- _Given information_
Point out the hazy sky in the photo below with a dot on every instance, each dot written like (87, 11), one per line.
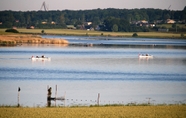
(35, 5)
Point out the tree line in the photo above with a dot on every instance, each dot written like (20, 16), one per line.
(107, 19)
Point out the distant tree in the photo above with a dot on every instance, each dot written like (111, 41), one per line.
(135, 35)
(12, 30)
(115, 28)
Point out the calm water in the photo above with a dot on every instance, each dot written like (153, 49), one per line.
(80, 72)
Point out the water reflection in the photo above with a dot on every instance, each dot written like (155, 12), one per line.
(115, 71)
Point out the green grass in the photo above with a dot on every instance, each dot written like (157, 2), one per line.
(99, 33)
(174, 111)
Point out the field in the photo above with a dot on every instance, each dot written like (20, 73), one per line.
(99, 33)
(174, 111)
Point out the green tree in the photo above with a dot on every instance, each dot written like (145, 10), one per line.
(115, 28)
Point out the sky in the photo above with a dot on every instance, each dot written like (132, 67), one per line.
(35, 5)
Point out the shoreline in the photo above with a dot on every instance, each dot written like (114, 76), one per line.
(19, 39)
(97, 112)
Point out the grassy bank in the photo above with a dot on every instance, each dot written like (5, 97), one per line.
(173, 111)
(100, 33)
(16, 39)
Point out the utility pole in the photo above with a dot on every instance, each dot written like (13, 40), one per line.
(18, 96)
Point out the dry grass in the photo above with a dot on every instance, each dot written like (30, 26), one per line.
(100, 33)
(32, 39)
(97, 112)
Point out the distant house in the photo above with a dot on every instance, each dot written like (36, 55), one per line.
(169, 21)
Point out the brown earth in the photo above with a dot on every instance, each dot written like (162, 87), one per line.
(30, 39)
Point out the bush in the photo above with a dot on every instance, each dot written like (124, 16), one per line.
(12, 30)
(182, 35)
(135, 35)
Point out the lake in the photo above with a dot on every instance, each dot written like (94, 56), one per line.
(90, 66)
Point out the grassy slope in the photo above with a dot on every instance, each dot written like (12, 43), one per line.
(98, 112)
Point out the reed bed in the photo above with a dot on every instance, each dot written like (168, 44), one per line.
(174, 111)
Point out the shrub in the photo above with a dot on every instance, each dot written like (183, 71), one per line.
(12, 30)
(135, 35)
(182, 35)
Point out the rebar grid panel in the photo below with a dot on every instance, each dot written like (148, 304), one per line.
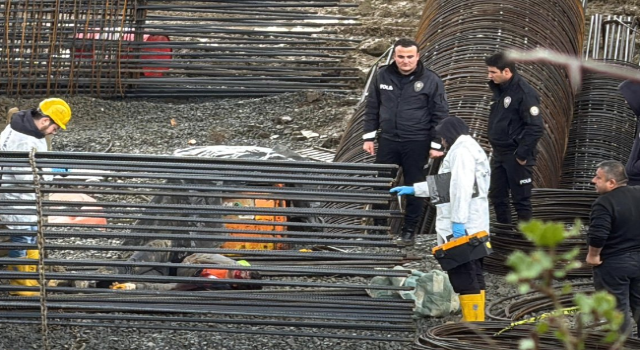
(153, 48)
(455, 38)
(611, 38)
(159, 209)
(603, 128)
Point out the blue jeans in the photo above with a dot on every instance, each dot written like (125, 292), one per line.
(22, 239)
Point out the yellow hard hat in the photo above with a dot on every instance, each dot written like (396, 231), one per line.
(56, 109)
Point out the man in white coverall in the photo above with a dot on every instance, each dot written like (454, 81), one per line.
(466, 212)
(26, 131)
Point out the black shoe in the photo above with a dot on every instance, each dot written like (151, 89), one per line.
(407, 237)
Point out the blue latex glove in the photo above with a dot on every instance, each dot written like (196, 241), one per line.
(458, 230)
(403, 190)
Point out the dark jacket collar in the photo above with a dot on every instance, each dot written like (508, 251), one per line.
(23, 122)
(500, 88)
(631, 92)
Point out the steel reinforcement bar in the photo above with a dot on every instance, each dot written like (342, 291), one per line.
(147, 48)
(156, 222)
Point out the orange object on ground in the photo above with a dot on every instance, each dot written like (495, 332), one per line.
(76, 197)
(262, 203)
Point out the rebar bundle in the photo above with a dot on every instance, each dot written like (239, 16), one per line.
(611, 38)
(565, 206)
(603, 128)
(197, 205)
(482, 336)
(158, 48)
(456, 36)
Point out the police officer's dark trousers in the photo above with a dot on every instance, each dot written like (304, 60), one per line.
(411, 156)
(508, 176)
(468, 278)
(620, 276)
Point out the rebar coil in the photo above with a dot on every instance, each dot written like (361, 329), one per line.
(456, 36)
(481, 336)
(563, 206)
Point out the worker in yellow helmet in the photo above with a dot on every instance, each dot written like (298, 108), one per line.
(26, 131)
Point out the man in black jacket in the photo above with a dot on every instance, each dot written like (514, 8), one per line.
(405, 102)
(631, 92)
(614, 242)
(515, 126)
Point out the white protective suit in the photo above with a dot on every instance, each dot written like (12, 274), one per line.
(468, 164)
(11, 140)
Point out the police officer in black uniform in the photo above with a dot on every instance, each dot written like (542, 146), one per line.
(405, 102)
(515, 126)
(631, 92)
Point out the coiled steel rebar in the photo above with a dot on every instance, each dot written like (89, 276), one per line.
(157, 48)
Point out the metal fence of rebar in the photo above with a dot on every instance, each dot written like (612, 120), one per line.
(163, 208)
(603, 128)
(157, 48)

- _Directions for this task_
Convert all of the records above into a Markdown table with two columns, Row for the row number and Record text for the line. Give one row per line, skip blank lines, and leave the pictures out.

- _Response to this task_
| Row | Record text |
|---|---|
| 1 | Point out the hazy sky in the photo below with a dot on every instance, each dot written like (87, 11), one per line. |
| 2 | (35, 5) |
| 3 | Point out the tree line in the photo above with a dot on every instance, each dot written like (20, 16), one per line. |
| 4 | (107, 19) |
| 5 | Point out the distant tree in the photo above with a dot on every instance, each dot written like (111, 41), one per line. |
| 6 | (135, 35) |
| 7 | (12, 30) |
| 8 | (115, 28) |
| 9 | Point out the calm water in the photo above with a dot on every instance, each dot written like (153, 49), one per line. |
| 10 | (80, 72) |
| 11 | Point out the water reflection in the photo above with a dot on every instance, each dot written like (155, 12), one per line. |
| 12 | (115, 71) |
| 13 | Point out the green grass in the photo above with a dot on every instance, each dot written like (157, 2), one per line. |
| 14 | (99, 33) |
| 15 | (174, 111) |
| 16 | Point out the field in the photo above with a dot on every instance, each dot written like (20, 73), one per line. |
| 17 | (99, 33) |
| 18 | (174, 111) |
| 19 | Point out the green tree in the photo above with a dot on every instance, each dot written like (145, 10), one per line. |
| 20 | (115, 28) |
| 21 | Point out the sky in the photo above with a dot on every instance, each dot written like (132, 67), one per line. |
| 22 | (35, 5) |
| 23 | Point out the shoreline in the photo above with a dot on every instance, each dot written like (114, 76), one per line. |
| 24 | (19, 39) |
| 25 | (97, 112) |
| 26 | Point out the grassy bank in the photo above with a dot on every instance, each dot written like (5, 97), one per line. |
| 27 | (173, 111) |
| 28 | (100, 33) |
| 29 | (16, 39) |
| 30 | Point out the utility pole in the photo above with a dot on every instance, each dot written like (13, 40), one per line. |
| 31 | (18, 96) |
| 32 | Point out the dry grass in the photo above with a dot on every instance, each dot written like (30, 26), one per line. |
| 33 | (100, 33) |
| 34 | (32, 39) |
| 35 | (97, 112) |
| 36 | Point out the distant house in the photo above with a dot on every instance, each dot written like (36, 55), one per line. |
| 37 | (169, 21) |
| 38 | Point out the brown earth in the photo above with a dot on every instance, each dot written like (162, 87), one per line. |
| 39 | (30, 39) |
| 40 | Point out the bush in the photo above with a dot on every instance, each dot written like (124, 16), one per line. |
| 41 | (12, 30) |
| 42 | (182, 35) |
| 43 | (135, 35) |
| 44 | Point out the lake in the photo above with a dot on every instance, each dot written like (94, 56), one per line. |
| 45 | (90, 66) |
| 46 | Point out the grassy slope in the photo above with a dot on every instance, each dot written like (12, 43), one per line. |
| 47 | (98, 112) |
| 48 | Point out the reed bed in the photo above with a dot on every instance, each dot written like (168, 44), one per line. |
| 49 | (174, 111) |
| 50 | Point out the shrub in the photo above with a dot on every instance, each dot written like (183, 71), one per line. |
| 51 | (12, 30) |
| 52 | (135, 35) |
| 53 | (182, 35) |
| 54 | Point out the rebar grid panel in the photo below with a dot on every instance, each dot written like (148, 304), one per line. |
| 55 | (153, 48) |
| 56 | (455, 38) |
| 57 | (611, 38) |
| 58 | (159, 209) |
| 59 | (603, 128) |
| 60 | Point out the blue jeans in the photo above with a dot on every instance, each dot written like (125, 292), one per line. |
| 61 | (22, 239) |
| 62 | Point out the yellow hard hat in the photo above with a dot on every instance, each dot written like (396, 231), one per line. |
| 63 | (56, 109) |
| 64 | Point out the man in white coverall in the photo above with a dot on every instance, each dot written like (454, 81), one per line. |
| 65 | (466, 212) |
| 66 | (26, 131) |
| 67 | Point out the black shoe in the photo above with a dot on every instance, each dot written like (151, 89), one per line. |
| 68 | (407, 237) |
| 69 | Point out the blue latex glove in the photo above with a dot on every instance, each dot written like (196, 241), one per line. |
| 70 | (458, 230) |
| 71 | (403, 190) |
| 72 | Point out the dark jacket collar in the photo above with a dot on every instance, each dot written like (508, 251), one per line. |
| 73 | (23, 122) |
| 74 | (500, 88) |
| 75 | (631, 92) |
| 76 | Point out the steel reinforcement bar in the photo above with a dot on every instance, each dot written like (342, 291), one per line. |
| 77 | (147, 48) |
| 78 | (156, 222) |
| 79 | Point out the orange object on ground in the photo above with a dot on every instance, each dot written like (495, 332), one per line. |
| 80 | (76, 197) |
| 81 | (262, 203) |
| 82 | Point out the rebar bundle in the photo above with a dot on every instance, each dot written like (239, 16), one per line. |
| 83 | (611, 38) |
| 84 | (565, 206) |
| 85 | (603, 128) |
| 86 | (197, 205) |
| 87 | (482, 336) |
| 88 | (158, 48) |
| 89 | (456, 36) |
| 90 | Point out the police officer's dark trousers in the photo above with a dot on every instance, each dot written like (304, 60), one per line. |
| 91 | (411, 156) |
| 92 | (508, 176) |
| 93 | (468, 278) |
| 94 | (620, 276) |
| 95 | Point out the rebar coil in the photo above with a dot on every instance, each dot written like (361, 329), one per line. |
| 96 | (456, 36) |
| 97 | (481, 336) |
| 98 | (563, 206) |
| 99 | Point out the worker in yellow helmet in the photo above with a dot on every instance, each dot written like (298, 108), one per line. |
| 100 | (26, 131) |
| 101 | Point out the man in black jacket in the photo above with a dot on every instance, each dot written like (514, 8), one per line. |
| 102 | (405, 102) |
| 103 | (631, 92) |
| 104 | (614, 242) |
| 105 | (515, 126) |
| 106 | Point out the white protective suit in the photo above with a dot on every instance, each dot written like (12, 274), one per line. |
| 107 | (468, 164) |
| 108 | (11, 140) |
| 109 | Point out the police officer in black uniform in the photo above with a dot on every instance, each dot written like (542, 146), one per line. |
| 110 | (405, 102) |
| 111 | (515, 126) |
| 112 | (631, 92) |
| 113 | Point out the coiled steel rebar in the photo above with a dot on every instance, each dot written like (89, 276), one per line. |
| 114 | (157, 48) |
| 115 | Point out the metal fence of rebar in the photo above with a dot on every instance, each dot written like (612, 120), one per line. |
| 116 | (163, 208) |
| 117 | (603, 128) |
| 118 | (157, 48) |